**Records shown**

------------------------------------------------------------------------

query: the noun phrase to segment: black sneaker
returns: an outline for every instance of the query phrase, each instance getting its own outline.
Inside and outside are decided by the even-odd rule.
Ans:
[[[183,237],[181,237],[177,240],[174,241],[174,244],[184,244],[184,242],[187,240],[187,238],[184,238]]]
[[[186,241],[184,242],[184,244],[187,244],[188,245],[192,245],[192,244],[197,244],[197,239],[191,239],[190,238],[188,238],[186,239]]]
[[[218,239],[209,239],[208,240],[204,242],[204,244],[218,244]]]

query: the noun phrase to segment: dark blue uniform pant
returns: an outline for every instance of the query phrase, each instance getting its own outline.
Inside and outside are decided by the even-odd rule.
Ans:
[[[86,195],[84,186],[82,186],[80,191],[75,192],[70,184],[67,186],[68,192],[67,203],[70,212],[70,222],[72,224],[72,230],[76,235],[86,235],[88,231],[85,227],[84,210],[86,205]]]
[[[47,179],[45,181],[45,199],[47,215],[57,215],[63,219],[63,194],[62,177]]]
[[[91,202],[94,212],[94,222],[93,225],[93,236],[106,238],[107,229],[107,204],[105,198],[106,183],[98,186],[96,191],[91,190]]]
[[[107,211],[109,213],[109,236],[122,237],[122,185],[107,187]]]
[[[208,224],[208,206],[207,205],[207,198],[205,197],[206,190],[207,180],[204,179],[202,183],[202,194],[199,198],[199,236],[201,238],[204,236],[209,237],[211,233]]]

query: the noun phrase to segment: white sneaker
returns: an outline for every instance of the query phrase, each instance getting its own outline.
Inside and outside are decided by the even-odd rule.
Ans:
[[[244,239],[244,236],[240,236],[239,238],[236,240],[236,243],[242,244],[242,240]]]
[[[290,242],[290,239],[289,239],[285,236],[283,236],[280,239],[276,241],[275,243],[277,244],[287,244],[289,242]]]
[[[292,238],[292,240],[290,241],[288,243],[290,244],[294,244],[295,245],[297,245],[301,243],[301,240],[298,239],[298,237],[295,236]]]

------------------------------------------------------------------------

**Task brief**
Put every line of the entries above into a JSON list of strings, one string per line, and leave out the blank lines.

**Response to this exercise**
[
  "query: the noun phrase to segment: black sneaker",
  "returns: an outline for every instance of the query phrase, each instance getting its own outline.",
  "Inside and outside are decided by the even-odd rule.",
  "Ans:",
  "[[[183,237],[181,237],[177,240],[174,241],[174,244],[184,244],[184,242],[187,240],[187,238],[184,238]]]",
  "[[[186,241],[184,242],[184,244],[187,244],[188,245],[192,245],[192,244],[197,244],[197,239],[191,239],[190,238],[188,238],[186,239]]]",
  "[[[218,239],[209,239],[208,240],[204,242],[204,244],[218,244]]]",
  "query: the noun phrase to segment: dark blue uniform pant",
  "returns: an outline for every instance of the query phrase, each instance getting its own outline.",
  "Inside and outside are decided by the even-odd rule.",
  "Ans:",
  "[[[86,195],[84,186],[82,186],[80,191],[75,192],[70,184],[67,186],[68,192],[67,203],[70,212],[70,222],[72,224],[72,230],[76,235],[86,235],[88,231],[85,227],[84,210],[86,205]]]",
  "[[[47,179],[45,181],[45,199],[47,215],[57,215],[63,219],[63,194],[62,177]]]",
  "[[[91,202],[94,212],[94,222],[93,225],[93,236],[106,238],[107,229],[107,204],[105,198],[106,183],[98,186],[96,191],[91,190]]]",
  "[[[107,211],[109,213],[109,236],[122,237],[122,185],[107,187]]]",
  "[[[208,224],[208,206],[207,205],[207,198],[205,197],[206,190],[207,180],[204,179],[202,183],[202,194],[199,198],[199,236],[201,238],[204,236],[209,237],[211,233]]]",
  "query: the noun phrase to segment: white sneaker",
  "returns: an outline for every instance of the query phrase, each instance getting its own outline.",
  "Inside and outside are decided by the even-odd rule.",
  "Ans:",
  "[[[244,239],[244,236],[240,236],[239,238],[236,240],[236,243],[242,244],[242,240]]]",
  "[[[290,242],[290,239],[289,239],[285,236],[283,236],[280,239],[276,241],[275,243],[277,244],[287,244],[289,242]]]",
  "[[[292,238],[292,240],[290,241],[288,243],[290,244],[294,244],[295,245],[297,245],[301,243],[301,240],[298,239],[298,237],[295,236]]]"
]